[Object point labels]

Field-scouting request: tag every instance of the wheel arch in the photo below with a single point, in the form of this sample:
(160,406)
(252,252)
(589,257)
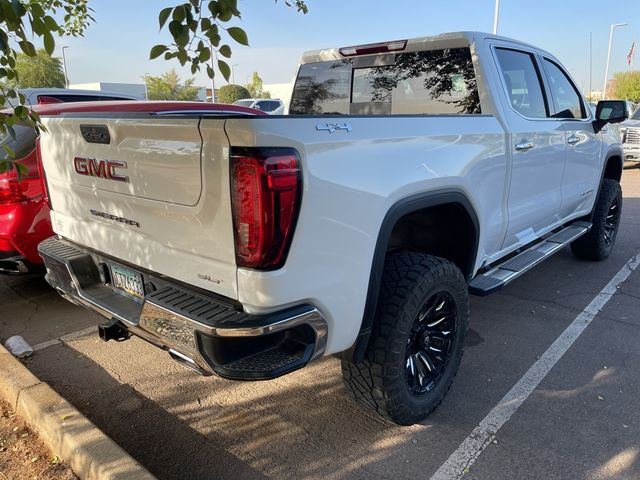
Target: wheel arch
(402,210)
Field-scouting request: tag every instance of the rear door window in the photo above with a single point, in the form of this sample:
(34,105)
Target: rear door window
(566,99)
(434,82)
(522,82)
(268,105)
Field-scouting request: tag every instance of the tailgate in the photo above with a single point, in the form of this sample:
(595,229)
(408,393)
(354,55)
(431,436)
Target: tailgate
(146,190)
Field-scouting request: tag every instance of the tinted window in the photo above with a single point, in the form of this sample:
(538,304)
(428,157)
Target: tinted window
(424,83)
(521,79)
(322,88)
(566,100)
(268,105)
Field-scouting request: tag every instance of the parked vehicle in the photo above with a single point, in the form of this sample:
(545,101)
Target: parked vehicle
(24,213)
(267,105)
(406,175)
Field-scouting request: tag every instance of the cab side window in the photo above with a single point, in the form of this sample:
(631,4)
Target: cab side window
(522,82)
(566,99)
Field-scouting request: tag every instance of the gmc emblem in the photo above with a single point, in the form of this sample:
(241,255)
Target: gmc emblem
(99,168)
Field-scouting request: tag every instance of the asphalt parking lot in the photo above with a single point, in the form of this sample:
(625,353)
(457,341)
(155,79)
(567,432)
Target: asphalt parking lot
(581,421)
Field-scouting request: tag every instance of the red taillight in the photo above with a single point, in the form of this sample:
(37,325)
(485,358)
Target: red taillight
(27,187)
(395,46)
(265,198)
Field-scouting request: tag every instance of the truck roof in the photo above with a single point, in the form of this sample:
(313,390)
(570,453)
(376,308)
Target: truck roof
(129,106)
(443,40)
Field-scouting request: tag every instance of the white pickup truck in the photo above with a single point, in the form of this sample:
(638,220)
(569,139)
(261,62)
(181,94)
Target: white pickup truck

■ Written exercise
Update all of the data above by changing each "Field-scouting request" to "Labeling request" and keeping every other part as it is. Leave the pictures out of your version.

■ Task response
Labeling request: tag every instance of the wheel arch in the photo below with a single point, in the form of this sample:
(160,406)
(252,252)
(589,257)
Target: wheel arch
(402,210)
Labeling request: tag every instance of the rear door window in the photo above with a single point, in the form of this sample:
(34,105)
Target: rear door window
(566,99)
(434,82)
(522,82)
(268,105)
Labeling request: tag every instance of the tailgate in the photo above with a single point, in the form of this sample:
(595,229)
(408,393)
(354,55)
(431,436)
Target: tailgate
(146,190)
Labeling request: tag every instance of the tinted window in the photo above with a single point, in the form of this sample:
(538,304)
(428,157)
Target: tinted window
(424,83)
(521,79)
(322,88)
(566,100)
(268,105)
Labeling request: tag every instance of the parked vehicle in the photo above with a single point, in the form of this sample:
(545,101)
Target: parked vehicle
(24,213)
(267,105)
(406,175)
Labeling request: tag every instance of the cab side window in the photo above with a single point, in the form of this sample:
(631,4)
Target: cab side window
(522,82)
(566,99)
Labeling request: tag every instance of the gmc emblem in the photo above with a single point, in the form of this sample:
(241,255)
Target: gmc emblem
(99,168)
Labeling request: tag every instance of the asphalt parking lot in the photo above with a single point, in the form of this sample:
(625,353)
(457,341)
(155,79)
(567,432)
Target: asphalt parking lot
(581,421)
Labeling request: tag every instance of the red taillight in the photo above with a single point, in the form of this sample:
(37,325)
(485,358)
Target: red taillight
(27,187)
(395,46)
(265,198)
Labeling request: tag every instance of the truck roof in the photo above with a single point, in the form of this sample:
(313,390)
(570,453)
(376,308)
Target: truck roof
(129,106)
(443,40)
Labeling request: tag every instance of the white pickup truck in the photo above with a single point, in the form of this sample:
(638,220)
(569,139)
(261,62)
(181,94)
Target: white pickup truck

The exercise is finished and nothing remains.